**Task prompt**
Starting at the line that contains "Draw the outline of every instance of the dry", print every remaining line of the entries, unchanged, and output nothing more.

— Begin Provided material —

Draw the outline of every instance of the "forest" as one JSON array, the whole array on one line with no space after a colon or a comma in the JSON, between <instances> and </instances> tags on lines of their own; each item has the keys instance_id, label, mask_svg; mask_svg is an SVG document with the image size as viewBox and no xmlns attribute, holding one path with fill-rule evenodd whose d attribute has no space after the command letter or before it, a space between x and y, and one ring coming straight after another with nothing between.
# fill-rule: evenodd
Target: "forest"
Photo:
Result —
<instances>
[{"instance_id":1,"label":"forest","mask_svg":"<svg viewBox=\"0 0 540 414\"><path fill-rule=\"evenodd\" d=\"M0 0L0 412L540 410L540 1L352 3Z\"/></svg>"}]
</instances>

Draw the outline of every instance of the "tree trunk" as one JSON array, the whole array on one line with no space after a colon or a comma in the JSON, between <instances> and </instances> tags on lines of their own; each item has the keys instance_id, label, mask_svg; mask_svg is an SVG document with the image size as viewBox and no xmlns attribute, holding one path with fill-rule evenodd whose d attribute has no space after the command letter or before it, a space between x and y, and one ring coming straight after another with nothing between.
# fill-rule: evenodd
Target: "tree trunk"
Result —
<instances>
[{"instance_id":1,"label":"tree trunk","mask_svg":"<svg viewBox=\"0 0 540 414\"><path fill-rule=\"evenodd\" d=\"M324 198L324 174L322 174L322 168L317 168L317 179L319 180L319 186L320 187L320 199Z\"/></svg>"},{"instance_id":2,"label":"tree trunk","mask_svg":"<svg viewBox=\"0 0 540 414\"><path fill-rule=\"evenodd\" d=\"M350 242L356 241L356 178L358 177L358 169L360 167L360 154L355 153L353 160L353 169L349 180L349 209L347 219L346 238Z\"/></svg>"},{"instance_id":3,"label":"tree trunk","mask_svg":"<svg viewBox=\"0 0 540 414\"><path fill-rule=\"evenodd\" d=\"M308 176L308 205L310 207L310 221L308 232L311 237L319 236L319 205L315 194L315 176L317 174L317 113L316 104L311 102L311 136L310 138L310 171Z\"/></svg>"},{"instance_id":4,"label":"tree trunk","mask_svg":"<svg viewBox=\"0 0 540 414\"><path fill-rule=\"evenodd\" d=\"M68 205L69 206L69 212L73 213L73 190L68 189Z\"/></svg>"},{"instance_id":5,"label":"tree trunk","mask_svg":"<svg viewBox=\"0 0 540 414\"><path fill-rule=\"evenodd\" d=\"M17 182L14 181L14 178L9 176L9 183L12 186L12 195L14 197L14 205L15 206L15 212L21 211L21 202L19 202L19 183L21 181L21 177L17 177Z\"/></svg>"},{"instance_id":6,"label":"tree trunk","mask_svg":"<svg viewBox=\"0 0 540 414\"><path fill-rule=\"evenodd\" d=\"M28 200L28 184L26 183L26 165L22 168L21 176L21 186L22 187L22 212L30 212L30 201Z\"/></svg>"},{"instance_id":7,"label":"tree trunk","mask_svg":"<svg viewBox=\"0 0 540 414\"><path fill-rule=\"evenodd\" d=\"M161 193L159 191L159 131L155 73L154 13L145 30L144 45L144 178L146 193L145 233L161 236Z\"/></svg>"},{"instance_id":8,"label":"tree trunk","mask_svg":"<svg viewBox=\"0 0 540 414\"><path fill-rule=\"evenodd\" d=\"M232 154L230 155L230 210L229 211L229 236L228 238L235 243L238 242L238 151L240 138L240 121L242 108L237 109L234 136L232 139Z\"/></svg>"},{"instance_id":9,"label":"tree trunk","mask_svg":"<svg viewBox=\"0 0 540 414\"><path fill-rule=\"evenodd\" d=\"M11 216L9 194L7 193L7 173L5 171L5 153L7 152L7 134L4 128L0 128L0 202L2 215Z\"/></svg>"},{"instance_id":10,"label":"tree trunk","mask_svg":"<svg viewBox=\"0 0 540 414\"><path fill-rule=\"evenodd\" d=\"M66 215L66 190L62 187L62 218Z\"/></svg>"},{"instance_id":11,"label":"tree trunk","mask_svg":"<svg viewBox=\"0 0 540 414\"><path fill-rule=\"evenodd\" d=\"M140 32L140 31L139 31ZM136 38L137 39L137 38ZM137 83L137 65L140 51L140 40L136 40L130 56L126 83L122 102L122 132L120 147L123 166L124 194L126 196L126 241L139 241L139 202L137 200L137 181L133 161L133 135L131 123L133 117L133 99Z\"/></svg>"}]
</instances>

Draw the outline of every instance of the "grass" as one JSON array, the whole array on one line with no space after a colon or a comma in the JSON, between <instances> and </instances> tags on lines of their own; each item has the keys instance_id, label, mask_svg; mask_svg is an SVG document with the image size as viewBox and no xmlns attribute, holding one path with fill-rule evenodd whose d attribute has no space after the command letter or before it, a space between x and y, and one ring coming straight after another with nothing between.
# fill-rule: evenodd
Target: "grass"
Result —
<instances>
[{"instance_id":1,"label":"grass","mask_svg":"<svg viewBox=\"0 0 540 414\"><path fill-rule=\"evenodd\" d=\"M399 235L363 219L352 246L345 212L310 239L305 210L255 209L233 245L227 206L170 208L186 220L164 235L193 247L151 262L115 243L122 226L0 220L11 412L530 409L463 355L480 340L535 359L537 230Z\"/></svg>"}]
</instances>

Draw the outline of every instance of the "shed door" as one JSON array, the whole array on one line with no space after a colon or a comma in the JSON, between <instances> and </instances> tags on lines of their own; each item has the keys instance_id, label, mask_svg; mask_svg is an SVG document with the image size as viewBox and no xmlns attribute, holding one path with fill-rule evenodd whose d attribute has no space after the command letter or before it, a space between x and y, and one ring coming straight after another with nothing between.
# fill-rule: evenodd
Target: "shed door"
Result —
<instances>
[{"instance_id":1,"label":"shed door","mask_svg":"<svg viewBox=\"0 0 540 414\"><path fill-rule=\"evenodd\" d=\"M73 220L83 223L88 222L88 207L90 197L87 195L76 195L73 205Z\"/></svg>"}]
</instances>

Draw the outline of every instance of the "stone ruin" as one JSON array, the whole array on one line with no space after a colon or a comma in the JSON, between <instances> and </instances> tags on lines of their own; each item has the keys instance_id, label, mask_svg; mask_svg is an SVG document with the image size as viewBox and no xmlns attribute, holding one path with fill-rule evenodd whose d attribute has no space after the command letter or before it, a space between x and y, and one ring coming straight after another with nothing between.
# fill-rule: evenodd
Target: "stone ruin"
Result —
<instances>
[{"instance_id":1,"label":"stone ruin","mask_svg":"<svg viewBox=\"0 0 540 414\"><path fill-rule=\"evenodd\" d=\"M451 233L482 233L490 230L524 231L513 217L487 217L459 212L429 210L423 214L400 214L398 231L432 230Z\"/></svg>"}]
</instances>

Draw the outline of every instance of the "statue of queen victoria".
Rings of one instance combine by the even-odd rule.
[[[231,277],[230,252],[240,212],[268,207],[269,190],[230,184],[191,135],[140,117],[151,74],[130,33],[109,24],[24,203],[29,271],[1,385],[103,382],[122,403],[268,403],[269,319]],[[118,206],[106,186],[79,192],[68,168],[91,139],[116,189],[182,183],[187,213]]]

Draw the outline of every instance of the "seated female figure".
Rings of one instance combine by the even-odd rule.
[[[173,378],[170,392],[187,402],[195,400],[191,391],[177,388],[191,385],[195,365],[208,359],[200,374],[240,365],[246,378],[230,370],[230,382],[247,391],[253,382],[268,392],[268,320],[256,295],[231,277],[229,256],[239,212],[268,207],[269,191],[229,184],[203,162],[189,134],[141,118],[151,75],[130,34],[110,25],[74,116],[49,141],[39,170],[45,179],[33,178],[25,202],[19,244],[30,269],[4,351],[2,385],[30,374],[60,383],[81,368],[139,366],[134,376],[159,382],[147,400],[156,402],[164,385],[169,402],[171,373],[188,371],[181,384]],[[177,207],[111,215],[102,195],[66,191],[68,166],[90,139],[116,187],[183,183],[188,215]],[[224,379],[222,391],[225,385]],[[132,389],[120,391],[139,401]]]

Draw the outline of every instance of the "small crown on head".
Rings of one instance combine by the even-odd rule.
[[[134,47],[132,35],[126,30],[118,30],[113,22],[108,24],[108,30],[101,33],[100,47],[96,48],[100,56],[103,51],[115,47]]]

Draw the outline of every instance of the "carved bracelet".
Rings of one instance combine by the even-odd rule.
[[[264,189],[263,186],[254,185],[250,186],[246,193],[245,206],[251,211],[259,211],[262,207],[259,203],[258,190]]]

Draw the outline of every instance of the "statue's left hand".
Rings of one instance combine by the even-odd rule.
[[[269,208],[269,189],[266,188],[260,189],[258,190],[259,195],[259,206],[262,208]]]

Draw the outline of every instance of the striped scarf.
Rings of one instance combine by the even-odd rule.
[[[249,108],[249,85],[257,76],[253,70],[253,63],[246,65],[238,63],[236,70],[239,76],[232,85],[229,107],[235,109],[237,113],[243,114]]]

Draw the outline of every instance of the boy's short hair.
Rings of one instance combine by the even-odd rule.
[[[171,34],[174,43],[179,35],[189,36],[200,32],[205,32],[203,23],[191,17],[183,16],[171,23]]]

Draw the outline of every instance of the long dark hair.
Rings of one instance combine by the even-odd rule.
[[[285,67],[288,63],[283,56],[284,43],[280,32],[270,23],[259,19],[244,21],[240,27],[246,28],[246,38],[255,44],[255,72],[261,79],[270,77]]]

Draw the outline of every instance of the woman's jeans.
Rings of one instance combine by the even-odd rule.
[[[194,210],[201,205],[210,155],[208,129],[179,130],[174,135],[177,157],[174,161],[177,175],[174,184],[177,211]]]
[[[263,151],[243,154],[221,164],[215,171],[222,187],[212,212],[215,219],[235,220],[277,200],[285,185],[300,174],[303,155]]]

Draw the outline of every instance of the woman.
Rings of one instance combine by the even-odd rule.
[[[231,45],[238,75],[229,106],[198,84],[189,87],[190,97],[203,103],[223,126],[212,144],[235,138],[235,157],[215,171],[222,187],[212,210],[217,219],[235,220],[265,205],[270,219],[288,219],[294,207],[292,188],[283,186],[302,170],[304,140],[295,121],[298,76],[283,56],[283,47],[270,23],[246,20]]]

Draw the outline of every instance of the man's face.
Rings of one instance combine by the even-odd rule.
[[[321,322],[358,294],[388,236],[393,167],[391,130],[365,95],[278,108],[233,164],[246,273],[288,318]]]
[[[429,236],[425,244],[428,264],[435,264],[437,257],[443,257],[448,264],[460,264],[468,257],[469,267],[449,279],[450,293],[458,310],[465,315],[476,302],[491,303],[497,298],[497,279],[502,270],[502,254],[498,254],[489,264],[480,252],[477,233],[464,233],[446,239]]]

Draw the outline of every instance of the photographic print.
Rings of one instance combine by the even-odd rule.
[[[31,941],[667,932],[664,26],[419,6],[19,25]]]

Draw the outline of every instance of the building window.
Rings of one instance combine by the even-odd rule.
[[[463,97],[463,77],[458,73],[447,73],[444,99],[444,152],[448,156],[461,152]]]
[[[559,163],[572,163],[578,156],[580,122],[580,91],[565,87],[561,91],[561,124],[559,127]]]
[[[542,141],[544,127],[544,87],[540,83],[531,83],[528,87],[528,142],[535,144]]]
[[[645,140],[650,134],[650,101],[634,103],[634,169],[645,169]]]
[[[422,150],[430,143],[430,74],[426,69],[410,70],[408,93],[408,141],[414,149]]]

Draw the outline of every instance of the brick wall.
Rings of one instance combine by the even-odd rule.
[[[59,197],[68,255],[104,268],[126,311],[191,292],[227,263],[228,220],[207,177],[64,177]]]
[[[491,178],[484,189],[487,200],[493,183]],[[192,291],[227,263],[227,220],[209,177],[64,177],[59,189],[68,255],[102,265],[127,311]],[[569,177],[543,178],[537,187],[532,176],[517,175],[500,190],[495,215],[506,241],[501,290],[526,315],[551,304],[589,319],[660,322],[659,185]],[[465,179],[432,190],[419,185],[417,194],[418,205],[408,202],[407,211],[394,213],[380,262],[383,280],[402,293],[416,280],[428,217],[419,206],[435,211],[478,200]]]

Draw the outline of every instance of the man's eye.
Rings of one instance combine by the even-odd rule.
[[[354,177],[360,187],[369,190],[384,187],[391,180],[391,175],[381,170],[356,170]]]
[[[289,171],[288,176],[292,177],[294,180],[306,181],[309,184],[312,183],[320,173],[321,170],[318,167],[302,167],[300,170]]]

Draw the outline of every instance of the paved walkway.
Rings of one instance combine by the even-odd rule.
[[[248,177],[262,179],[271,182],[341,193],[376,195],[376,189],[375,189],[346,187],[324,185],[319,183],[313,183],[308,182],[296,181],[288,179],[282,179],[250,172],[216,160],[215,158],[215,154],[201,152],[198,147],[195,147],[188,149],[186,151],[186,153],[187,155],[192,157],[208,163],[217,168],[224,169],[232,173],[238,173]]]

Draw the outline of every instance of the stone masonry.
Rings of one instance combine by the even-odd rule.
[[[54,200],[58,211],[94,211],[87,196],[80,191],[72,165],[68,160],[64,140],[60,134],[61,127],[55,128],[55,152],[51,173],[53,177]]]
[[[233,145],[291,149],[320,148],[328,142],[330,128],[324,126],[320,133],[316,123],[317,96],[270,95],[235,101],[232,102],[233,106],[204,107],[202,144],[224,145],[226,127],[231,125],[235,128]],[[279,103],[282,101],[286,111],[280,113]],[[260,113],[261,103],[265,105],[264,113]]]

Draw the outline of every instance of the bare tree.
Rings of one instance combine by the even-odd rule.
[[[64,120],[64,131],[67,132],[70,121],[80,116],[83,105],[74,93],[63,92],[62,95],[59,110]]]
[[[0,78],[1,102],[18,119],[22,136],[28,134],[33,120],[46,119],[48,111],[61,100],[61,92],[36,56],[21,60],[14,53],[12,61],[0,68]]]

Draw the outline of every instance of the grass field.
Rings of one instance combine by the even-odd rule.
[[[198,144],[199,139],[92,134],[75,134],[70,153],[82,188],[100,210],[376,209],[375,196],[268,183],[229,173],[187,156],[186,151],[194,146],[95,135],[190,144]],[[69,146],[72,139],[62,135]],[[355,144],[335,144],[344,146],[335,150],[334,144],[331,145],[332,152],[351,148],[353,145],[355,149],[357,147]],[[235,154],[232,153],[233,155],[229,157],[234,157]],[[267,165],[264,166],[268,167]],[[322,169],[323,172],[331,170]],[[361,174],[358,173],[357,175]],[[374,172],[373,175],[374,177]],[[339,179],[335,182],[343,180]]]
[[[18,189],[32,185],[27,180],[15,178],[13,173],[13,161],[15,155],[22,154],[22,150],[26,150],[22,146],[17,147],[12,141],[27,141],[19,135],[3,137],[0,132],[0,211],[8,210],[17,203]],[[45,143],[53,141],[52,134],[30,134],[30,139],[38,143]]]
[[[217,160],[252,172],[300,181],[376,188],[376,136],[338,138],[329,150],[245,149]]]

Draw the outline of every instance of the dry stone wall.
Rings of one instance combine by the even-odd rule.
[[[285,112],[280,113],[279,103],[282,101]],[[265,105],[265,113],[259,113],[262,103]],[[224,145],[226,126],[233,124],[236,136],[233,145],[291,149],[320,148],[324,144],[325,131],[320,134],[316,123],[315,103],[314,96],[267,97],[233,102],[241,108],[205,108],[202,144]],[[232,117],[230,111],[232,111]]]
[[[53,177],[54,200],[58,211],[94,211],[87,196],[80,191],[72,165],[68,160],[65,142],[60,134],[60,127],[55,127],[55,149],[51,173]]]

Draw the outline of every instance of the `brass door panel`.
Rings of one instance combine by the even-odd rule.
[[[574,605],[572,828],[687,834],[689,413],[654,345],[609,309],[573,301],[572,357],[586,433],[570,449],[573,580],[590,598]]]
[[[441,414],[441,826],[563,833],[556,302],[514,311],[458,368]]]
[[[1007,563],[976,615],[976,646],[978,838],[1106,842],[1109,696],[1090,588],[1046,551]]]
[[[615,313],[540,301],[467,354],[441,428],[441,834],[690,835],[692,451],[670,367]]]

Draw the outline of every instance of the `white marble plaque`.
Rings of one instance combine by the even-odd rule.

— End Provided material —

**Exercise answer**
Draw the outline of every instance of the dry stone wall.
Rings of one instance combine by the even-odd rule.
[[[285,112],[280,113],[279,103],[282,101]],[[265,105],[265,113],[259,113],[262,103]],[[224,145],[226,126],[233,124],[236,136],[233,145],[291,149],[320,148],[324,144],[325,131],[320,134],[316,123],[315,103],[314,96],[267,97],[233,102],[241,108],[205,108],[202,144]],[[232,117],[230,111],[232,111]]]
[[[53,177],[54,200],[58,211],[94,211],[87,196],[80,191],[72,165],[68,160],[65,142],[60,134],[60,127],[55,127],[55,149],[51,173]]]

Draw the outline of every instance of the `brass door panel`.
Rings of one instance combine by the even-odd rule.
[[[574,605],[572,828],[687,834],[689,413],[654,345],[609,309],[573,301],[572,357],[586,433],[570,449],[573,580],[590,598]]]
[[[441,414],[441,826],[563,833],[556,302],[514,311],[458,368]]]
[[[1007,563],[976,615],[976,646],[978,838],[1106,842],[1109,696],[1090,588],[1046,551]]]
[[[615,313],[540,301],[467,354],[441,428],[441,834],[690,835],[692,451],[670,367]]]

Draw the outline of every instance of the `white marble plaque`.
Rings of one instance combine by the even-odd rule.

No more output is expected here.